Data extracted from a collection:
[start]

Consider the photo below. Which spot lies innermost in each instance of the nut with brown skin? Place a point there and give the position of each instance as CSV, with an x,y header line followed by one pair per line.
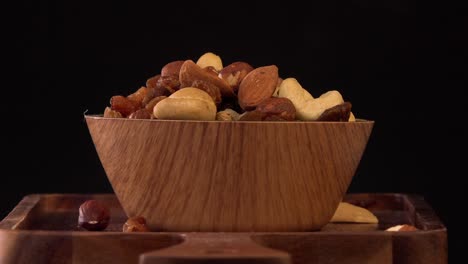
x,y
234,73
93,216
139,95
151,82
280,107
257,86
111,113
191,72
209,88
124,105
136,224
151,104
172,69
170,83
337,113
211,70
140,114
252,116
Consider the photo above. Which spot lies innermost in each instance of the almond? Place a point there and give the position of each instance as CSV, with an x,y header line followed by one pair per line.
x,y
257,86
209,88
280,107
190,72
234,73
339,112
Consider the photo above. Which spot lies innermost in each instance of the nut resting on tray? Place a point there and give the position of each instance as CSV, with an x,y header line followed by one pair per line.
x,y
207,90
93,216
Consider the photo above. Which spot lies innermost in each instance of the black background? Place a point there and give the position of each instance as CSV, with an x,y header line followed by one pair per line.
x,y
399,63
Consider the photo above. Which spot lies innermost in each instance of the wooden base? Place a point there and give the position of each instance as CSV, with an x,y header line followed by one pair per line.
x,y
43,229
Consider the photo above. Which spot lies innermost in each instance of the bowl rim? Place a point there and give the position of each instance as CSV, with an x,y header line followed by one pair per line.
x,y
101,117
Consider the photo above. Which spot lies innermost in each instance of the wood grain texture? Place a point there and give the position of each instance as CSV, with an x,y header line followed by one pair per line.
x,y
229,176
43,229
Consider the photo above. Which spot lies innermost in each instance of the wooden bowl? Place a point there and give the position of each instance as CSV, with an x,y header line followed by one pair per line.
x,y
229,176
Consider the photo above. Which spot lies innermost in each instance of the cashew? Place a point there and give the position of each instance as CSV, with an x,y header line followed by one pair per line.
x,y
227,115
347,212
210,59
307,107
186,104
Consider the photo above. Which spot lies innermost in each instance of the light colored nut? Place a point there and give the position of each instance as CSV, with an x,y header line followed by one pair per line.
x,y
234,73
257,86
108,112
151,104
338,113
139,95
186,104
401,228
291,89
172,69
211,89
190,72
347,212
307,107
276,92
210,59
227,115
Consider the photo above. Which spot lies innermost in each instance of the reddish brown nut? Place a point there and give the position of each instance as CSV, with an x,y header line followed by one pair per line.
x,y
172,69
231,103
139,95
280,107
93,216
339,112
151,82
234,73
151,104
190,72
124,105
169,83
136,224
111,113
402,228
211,89
140,114
211,70
257,86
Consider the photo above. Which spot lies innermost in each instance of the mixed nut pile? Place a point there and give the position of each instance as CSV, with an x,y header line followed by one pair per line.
x,y
205,90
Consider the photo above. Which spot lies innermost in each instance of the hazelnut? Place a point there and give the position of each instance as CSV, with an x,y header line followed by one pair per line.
x,y
170,83
140,114
172,69
94,216
136,224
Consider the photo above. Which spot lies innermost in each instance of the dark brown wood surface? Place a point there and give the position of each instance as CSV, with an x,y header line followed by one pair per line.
x,y
43,229
229,176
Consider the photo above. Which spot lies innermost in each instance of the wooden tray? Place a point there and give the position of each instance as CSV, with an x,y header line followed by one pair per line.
x,y
42,229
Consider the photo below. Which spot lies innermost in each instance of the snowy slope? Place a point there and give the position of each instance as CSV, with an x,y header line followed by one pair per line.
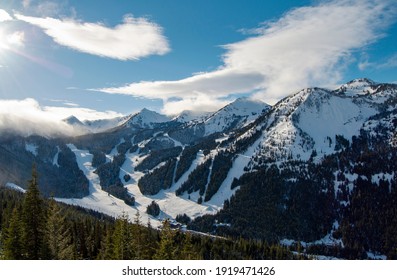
x,y
235,115
96,126
310,119
191,116
304,122
99,200
146,119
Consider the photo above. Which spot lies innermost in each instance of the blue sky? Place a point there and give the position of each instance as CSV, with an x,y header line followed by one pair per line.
x,y
102,58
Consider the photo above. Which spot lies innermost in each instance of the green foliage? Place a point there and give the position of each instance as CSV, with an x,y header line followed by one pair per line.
x,y
183,219
220,168
159,179
167,248
33,221
153,209
58,235
156,157
197,180
13,246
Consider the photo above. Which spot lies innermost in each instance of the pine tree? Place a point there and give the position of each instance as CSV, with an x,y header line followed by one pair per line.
x,y
138,236
13,239
122,239
58,234
150,242
107,249
188,252
33,220
166,249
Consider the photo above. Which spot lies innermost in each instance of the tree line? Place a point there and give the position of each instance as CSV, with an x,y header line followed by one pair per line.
x,y
33,227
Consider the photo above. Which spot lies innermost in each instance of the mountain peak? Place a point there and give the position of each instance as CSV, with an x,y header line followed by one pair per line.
x,y
360,86
146,119
72,120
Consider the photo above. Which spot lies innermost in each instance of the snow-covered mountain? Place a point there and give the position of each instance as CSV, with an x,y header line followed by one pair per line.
x,y
146,119
235,115
309,120
189,116
213,164
94,126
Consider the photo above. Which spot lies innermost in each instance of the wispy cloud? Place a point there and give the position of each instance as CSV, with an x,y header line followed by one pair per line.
x,y
308,46
131,40
26,117
4,16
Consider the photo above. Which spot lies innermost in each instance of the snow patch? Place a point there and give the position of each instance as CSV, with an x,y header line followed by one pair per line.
x,y
15,187
32,148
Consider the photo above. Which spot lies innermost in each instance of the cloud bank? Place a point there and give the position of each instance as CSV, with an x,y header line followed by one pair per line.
x,y
26,117
4,16
308,46
131,40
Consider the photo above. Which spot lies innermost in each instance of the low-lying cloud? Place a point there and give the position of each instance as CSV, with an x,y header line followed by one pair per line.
x,y
4,16
133,39
26,117
308,46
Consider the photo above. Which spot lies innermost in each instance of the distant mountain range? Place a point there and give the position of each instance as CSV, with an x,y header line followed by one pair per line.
x,y
299,170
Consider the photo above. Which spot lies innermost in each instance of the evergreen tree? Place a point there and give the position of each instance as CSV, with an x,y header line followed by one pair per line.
x,y
58,234
13,239
138,236
188,251
122,239
167,249
33,220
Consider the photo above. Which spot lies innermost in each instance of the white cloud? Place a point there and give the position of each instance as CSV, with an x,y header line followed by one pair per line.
x,y
16,39
4,16
390,63
26,3
308,46
200,103
27,117
133,39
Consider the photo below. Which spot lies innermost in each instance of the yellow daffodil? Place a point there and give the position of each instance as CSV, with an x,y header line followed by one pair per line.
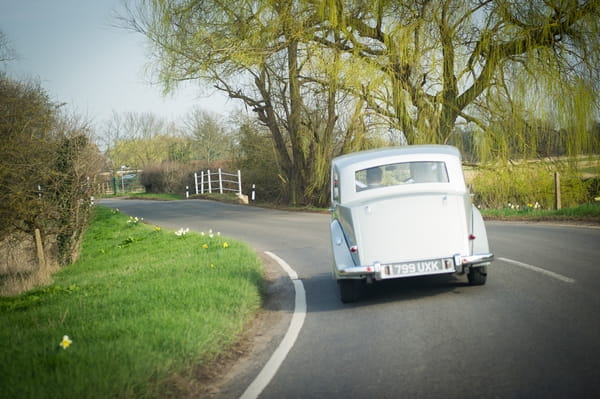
x,y
65,342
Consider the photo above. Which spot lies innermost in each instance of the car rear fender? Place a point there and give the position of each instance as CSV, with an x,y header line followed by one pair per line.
x,y
341,252
480,244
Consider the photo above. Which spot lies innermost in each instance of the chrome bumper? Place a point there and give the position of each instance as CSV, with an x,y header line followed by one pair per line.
x,y
374,271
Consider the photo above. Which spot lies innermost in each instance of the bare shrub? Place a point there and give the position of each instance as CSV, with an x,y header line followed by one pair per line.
x,y
166,177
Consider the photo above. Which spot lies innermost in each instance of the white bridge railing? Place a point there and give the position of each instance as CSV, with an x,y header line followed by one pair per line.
x,y
218,182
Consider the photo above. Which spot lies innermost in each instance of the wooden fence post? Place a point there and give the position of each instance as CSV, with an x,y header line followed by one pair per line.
x,y
40,249
557,190
220,182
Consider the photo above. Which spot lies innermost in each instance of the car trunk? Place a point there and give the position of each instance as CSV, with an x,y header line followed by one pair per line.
x,y
412,227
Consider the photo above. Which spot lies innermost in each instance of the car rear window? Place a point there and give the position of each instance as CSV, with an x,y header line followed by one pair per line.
x,y
401,173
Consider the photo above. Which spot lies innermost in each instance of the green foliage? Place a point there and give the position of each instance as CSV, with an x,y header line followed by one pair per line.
x,y
315,73
136,314
45,161
527,185
257,159
167,177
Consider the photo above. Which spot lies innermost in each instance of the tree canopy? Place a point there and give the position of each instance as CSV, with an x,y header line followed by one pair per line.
x,y
323,74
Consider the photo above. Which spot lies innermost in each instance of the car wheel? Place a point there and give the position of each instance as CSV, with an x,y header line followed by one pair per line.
x,y
477,275
349,290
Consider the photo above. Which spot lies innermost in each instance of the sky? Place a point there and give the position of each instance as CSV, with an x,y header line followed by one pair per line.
x,y
73,49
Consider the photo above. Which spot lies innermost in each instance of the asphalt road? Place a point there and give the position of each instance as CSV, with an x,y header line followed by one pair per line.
x,y
532,331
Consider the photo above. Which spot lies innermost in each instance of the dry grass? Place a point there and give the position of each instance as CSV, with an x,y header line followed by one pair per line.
x,y
20,268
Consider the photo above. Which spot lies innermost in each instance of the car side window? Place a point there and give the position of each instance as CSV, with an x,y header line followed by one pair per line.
x,y
335,189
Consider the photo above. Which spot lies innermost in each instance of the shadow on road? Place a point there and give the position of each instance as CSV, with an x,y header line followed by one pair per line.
x,y
323,293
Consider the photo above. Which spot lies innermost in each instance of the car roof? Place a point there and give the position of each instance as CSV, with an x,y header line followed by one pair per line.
x,y
378,153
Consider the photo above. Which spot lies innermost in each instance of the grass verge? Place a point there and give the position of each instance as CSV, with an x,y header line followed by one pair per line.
x,y
142,304
583,213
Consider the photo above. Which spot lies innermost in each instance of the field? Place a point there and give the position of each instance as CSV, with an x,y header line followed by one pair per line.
x,y
142,307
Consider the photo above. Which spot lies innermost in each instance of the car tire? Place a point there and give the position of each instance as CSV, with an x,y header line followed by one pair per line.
x,y
477,275
349,290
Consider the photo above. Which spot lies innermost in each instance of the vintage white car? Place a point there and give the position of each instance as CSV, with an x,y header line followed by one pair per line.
x,y
404,212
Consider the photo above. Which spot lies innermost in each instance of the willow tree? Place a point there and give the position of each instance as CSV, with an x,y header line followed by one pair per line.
x,y
438,62
422,65
262,53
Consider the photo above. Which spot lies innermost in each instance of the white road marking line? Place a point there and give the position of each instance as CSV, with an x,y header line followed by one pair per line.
x,y
539,270
268,372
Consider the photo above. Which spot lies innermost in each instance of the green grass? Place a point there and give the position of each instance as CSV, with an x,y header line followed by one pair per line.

[end]

To do:
Set down, exactly and in full, the lines from the one containing "of the grass" through the end of the entries; no other line belongs.

Answer for this exercise:
Consider the photo above. Which spot lies innermost in each instance of the grass verge? Place a point there and give the position of each instance as CSV, with an x,y header line followed by one pair per line.
x,y
142,304
583,213
Consider the photo above. Which spot lies innermost in each instance of the field? Place a point there and give the position of each instance as CSV, with an x,y header line followed by one pair per line.
x,y
142,307
Consider the photo above. Which spot lies innermost in each instance of the car tire? Place a point there and give the position of each instance as CSV, with an x,y header line followed by one pair per line.
x,y
477,275
349,290
Consider the photo above. Which spot lies innermost in each instance of the vintage white car? Place a point there and give the position of each instance as CSV, with an x,y header line followed by one pair per line.
x,y
404,212
Consider the photo above. Which spot lies innermost in each instance of the willow tree? Place a point there and give the position of each instance as CSV, with an x,y header line followed by one pair per line.
x,y
438,62
422,65
262,53
Consider the photo above. Which spot lies innermost in each instance of the white road marking line? Place a point there and give the position of each instance as CSV, with an x,y header line followed by one pair per line.
x,y
539,270
268,372
Consider the photo above. Which spot lies innermost in each instance of the green grass? Place a point there and give the position of each instance as CSV, with an x,y header line followed by one pair per line.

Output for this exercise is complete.